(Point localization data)
---

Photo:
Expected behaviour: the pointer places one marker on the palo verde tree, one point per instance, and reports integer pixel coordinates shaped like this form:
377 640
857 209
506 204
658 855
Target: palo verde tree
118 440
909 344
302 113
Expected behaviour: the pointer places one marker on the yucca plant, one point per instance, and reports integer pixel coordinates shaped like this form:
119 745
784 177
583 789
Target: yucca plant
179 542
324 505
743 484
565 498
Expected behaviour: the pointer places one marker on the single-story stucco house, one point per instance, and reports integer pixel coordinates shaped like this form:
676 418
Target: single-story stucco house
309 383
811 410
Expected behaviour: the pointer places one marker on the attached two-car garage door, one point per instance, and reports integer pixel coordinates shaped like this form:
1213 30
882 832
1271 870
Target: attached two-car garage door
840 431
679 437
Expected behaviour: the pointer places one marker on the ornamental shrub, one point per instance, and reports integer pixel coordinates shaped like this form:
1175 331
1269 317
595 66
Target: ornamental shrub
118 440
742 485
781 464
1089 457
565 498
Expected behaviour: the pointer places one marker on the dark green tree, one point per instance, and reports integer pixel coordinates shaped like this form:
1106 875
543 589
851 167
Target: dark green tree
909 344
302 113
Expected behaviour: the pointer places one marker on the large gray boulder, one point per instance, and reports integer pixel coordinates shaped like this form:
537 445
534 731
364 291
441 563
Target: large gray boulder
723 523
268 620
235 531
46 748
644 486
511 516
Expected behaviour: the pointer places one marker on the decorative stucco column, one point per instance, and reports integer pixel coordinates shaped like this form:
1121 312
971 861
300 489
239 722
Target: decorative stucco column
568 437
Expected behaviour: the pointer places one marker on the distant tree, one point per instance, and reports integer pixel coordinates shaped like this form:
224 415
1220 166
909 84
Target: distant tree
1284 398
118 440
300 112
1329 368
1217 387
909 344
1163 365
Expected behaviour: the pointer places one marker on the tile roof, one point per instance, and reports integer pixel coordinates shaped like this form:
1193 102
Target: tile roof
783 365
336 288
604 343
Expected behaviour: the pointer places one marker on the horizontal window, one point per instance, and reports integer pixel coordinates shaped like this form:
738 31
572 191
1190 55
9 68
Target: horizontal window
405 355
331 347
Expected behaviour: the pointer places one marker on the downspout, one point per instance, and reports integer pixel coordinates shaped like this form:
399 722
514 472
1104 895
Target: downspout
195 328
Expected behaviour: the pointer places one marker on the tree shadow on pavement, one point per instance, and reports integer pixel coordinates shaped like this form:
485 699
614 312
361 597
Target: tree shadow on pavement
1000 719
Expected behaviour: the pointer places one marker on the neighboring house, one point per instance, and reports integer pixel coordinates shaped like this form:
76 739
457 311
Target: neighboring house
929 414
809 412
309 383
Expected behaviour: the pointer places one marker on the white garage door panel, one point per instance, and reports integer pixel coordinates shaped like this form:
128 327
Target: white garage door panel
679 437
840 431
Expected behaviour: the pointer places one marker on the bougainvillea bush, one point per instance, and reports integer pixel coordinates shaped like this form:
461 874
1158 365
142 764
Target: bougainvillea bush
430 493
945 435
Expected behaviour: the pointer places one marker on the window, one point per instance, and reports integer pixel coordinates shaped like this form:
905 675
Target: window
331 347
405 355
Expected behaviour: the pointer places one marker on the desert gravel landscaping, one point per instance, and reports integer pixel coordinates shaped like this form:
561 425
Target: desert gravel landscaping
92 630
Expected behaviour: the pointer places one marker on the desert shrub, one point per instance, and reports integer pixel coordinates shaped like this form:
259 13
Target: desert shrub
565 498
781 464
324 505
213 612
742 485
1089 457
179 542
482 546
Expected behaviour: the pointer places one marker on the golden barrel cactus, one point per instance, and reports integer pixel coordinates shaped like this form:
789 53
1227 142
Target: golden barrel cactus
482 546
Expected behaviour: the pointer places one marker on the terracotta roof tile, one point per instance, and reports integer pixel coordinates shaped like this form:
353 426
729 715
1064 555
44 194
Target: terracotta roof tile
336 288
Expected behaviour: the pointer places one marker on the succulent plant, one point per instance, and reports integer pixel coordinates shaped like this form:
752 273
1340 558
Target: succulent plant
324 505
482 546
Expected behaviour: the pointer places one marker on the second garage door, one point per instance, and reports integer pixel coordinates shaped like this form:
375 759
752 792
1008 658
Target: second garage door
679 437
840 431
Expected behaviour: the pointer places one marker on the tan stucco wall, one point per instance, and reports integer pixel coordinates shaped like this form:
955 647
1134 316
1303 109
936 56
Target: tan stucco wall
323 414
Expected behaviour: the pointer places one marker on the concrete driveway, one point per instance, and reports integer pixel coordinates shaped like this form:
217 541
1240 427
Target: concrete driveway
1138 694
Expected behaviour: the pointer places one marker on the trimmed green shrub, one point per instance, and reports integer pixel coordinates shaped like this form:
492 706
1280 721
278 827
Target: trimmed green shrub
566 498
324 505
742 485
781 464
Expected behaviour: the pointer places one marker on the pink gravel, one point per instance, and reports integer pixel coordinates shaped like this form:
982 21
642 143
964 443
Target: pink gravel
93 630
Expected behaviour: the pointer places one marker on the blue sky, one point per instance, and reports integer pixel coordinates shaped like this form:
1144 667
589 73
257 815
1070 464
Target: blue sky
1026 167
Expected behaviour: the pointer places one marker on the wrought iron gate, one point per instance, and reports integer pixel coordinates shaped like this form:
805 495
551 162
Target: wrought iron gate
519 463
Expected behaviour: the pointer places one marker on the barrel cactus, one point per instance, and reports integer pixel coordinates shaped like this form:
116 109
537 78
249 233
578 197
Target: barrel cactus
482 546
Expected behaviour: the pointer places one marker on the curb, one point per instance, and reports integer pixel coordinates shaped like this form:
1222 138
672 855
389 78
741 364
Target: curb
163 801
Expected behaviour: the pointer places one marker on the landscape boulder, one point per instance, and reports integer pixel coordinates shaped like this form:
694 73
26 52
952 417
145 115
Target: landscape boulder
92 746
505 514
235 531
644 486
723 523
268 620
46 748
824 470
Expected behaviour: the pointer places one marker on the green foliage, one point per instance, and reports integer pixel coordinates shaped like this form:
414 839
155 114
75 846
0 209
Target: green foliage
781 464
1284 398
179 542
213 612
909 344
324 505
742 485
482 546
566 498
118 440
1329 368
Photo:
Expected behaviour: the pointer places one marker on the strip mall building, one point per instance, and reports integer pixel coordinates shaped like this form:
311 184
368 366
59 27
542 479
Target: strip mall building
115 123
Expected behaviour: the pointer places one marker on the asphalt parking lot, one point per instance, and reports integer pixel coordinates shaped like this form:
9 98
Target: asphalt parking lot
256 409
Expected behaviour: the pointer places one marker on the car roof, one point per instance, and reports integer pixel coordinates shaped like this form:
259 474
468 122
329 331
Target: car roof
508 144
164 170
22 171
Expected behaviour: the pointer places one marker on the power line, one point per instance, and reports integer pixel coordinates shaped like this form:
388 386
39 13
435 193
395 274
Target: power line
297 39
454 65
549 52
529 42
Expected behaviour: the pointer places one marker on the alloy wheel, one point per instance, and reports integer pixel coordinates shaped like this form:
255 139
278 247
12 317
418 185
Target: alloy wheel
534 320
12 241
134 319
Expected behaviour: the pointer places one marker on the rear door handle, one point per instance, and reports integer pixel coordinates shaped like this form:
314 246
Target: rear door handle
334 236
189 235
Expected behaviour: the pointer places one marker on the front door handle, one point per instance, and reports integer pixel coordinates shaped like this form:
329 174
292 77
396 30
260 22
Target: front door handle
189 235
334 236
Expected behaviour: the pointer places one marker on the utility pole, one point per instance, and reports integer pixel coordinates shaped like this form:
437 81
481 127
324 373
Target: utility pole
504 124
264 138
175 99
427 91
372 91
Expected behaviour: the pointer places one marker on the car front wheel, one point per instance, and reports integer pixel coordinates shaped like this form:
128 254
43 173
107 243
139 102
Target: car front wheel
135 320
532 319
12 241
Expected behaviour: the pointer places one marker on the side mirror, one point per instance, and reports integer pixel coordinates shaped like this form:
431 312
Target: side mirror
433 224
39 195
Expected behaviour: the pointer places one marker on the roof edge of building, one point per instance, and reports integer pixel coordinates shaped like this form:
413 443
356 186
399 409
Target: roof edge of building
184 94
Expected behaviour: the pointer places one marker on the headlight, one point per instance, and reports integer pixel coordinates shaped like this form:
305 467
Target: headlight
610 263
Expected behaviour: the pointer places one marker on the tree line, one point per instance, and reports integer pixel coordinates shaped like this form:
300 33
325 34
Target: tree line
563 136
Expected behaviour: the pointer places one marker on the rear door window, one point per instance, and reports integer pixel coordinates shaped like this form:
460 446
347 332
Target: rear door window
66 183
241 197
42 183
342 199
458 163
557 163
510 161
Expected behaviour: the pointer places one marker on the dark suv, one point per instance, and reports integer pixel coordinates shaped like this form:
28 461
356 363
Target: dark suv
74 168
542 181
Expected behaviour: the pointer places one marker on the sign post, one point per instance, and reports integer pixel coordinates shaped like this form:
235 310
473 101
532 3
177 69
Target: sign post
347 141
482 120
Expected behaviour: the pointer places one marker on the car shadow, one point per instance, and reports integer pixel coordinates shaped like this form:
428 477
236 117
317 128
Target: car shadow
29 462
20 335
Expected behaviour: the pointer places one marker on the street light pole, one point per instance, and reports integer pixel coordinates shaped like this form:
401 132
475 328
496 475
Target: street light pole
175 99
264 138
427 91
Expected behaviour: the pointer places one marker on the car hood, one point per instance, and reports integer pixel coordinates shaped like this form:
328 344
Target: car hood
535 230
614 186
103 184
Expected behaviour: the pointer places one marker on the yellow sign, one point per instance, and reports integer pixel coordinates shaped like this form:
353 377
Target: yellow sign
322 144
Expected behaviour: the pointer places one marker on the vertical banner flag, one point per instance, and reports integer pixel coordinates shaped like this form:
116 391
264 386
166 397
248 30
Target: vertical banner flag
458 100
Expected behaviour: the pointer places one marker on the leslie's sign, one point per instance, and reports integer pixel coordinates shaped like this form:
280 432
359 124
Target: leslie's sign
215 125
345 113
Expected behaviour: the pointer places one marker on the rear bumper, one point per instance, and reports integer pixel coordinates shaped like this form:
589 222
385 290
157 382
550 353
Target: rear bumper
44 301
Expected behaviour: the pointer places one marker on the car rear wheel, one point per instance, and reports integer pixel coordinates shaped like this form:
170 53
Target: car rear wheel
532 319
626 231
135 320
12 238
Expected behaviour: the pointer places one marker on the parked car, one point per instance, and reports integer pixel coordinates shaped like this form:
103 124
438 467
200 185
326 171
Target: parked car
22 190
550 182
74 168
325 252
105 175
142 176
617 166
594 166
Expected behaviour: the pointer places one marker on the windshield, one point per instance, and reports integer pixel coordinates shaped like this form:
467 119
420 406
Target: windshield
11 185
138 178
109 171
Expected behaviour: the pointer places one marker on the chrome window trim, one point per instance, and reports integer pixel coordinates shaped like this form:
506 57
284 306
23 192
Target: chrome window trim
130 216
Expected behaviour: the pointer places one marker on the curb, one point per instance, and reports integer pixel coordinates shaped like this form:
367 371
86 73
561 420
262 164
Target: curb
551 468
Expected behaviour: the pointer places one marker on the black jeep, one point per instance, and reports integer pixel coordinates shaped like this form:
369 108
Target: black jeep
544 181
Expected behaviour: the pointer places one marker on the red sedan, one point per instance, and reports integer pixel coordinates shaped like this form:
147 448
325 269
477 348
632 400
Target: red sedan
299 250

---

• **WORK TO BE COMPLETED**
Only the lines above from the one with "Expected behaviour: the pointer places one marker on the large" up to and including the one with "on the horizontal" should be repeated, exactly as written.

• **RESULT BELOW**
Expected behaviour: the pointer places one marker on the large gray boulder, one point per instance, and reports integer pixel coordinates shaped like this form:
537 445
534 731
364 291
441 563
Target: large gray boulder
723 523
268 620
235 531
46 748
644 486
511 516
Expected behaviour: the pointer places one marker on the decorative stucco column, one point per instance, and reports integer pixel coordinates shaped like this form:
1121 312
971 861
300 489
239 722
Target: decorative stucco column
568 437
Expected behaviour: the pointer places one marker on the distant tree, one point per instance, and reports integer pixel coordinates shaped like this form:
224 415
1220 166
909 84
Target: distant tree
1284 398
118 440
300 112
1329 368
1217 387
909 344
1163 365
Expected behaviour: the pointer places one marker on the tile roof, one point per instance, and reports integer pixel coordinates shaped like this form:
1193 102
Target: tile roof
783 365
336 288
604 343
Expected behaviour: the pointer places one marker on the horizontal window, one point per instance, and reports integer pixel coordinates shaped like this form:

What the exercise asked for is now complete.